What you should do | Exactly reproduce the lines that follow.

<<<<

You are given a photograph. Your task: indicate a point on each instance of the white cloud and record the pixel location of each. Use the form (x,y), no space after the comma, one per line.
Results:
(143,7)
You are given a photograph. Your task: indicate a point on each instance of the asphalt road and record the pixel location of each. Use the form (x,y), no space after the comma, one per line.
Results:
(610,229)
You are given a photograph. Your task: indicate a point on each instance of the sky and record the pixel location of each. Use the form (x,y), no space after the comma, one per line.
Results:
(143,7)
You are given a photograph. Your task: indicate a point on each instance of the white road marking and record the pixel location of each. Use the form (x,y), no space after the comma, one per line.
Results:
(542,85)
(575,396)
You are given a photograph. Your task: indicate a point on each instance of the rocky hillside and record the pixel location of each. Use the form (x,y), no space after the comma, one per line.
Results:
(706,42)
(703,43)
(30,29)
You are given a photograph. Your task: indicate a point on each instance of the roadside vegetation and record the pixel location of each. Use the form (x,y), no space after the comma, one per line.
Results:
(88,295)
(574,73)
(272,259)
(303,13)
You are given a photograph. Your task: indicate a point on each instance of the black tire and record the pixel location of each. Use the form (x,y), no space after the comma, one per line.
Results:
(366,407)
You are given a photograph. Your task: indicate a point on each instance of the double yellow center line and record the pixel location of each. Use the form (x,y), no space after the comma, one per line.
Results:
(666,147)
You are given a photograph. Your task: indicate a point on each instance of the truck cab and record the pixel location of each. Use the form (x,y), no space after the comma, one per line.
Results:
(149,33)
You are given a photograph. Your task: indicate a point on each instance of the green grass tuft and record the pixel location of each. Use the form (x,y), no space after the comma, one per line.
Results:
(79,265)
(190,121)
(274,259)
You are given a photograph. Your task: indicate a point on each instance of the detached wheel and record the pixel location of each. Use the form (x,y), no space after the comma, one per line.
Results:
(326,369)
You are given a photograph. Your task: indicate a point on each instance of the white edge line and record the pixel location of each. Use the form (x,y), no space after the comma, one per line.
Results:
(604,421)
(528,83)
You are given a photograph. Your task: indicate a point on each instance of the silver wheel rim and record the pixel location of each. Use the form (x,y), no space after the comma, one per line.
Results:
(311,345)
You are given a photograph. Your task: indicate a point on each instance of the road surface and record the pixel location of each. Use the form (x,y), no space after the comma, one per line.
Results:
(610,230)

>>>>

In response |
You are given a photograph. Your task: indicate a point on each instance of the white cloud and record the pixel location of each. Use the form (x,y), no space after the comma, one per line.
Results:
(143,7)
You are given a photograph. Your task: indicate a point on each instance of the asphalt road and record the pixel location of each. Use the form (x,y), no space after the comma, one per line.
Results:
(610,229)
You are given a photograph. Your task: indicate a point on each instance of the sky and record the pixel location of each. Use the form (x,y), no space after the comma, one per line.
Results:
(143,7)
You are given a photograph. Your task: indicate a point on each instance of the white road marking and record the pixel location of each. Use the form (x,y), no space after the comma, one per line.
Results:
(542,85)
(575,396)
You are given a photograph. Your task: indicate a point on each instance of the rocky hillside and record the pixel location of each. Use the form (x,y), no space after the comma, one per line.
Results:
(706,42)
(703,43)
(30,29)
You are given a photograph. Your task: indicate a point on each instance of the roadside vegetation and record the pixel location of each. Use the form (x,y), no space after the comma, one per line.
Results:
(88,295)
(574,73)
(272,259)
(303,13)
You are given a photograph. Your task: indicate a point on each instance of the black tire and record the pixel location of each. Use the form (x,y), no space after the comma, one per line.
Results:
(366,407)
You are given a photograph. Your task: indicate a point on each instance of the double yellow center line and record the pixel location of each. Use the form (x,y), no space after the comma, one per line.
Results:
(666,147)
You are given a photograph. Your task: indicate a point on each instance of the truck cab and record the pixel location of each. Use the form (x,y), no space after the comma, one per line.
Results:
(149,33)
You are given a photograph. Your task: indicate a point on each instance of the green grass tuft and record the pixel location of each. Use the form (x,y), no space after the comma, one per line.
Results:
(79,265)
(190,121)
(274,259)
You are given a photograph. Your task: indicate a point on each instance of the detached wheel and record the pixel location of each. Use the form (x,y), no space after the comma, one per line.
Results:
(326,369)
You are given a photograph. Your task: indicate a point on each instance of the white edge line and record the pixel location of each. Use the form (x,y), no space after the comma, one per line.
Results:
(604,421)
(528,83)
You are given a photograph. Your task: indicate a point on each instance of the silver wheel rim and record the pixel location of each. Use the form (x,y), no space after the comma, one per line.
Results:
(311,345)
You are given a photograph. Your task: indicate a point on each instance of the road surface and record the pixel location of each. Use the form (x,y), no space after the comma, one per line.
Results:
(610,230)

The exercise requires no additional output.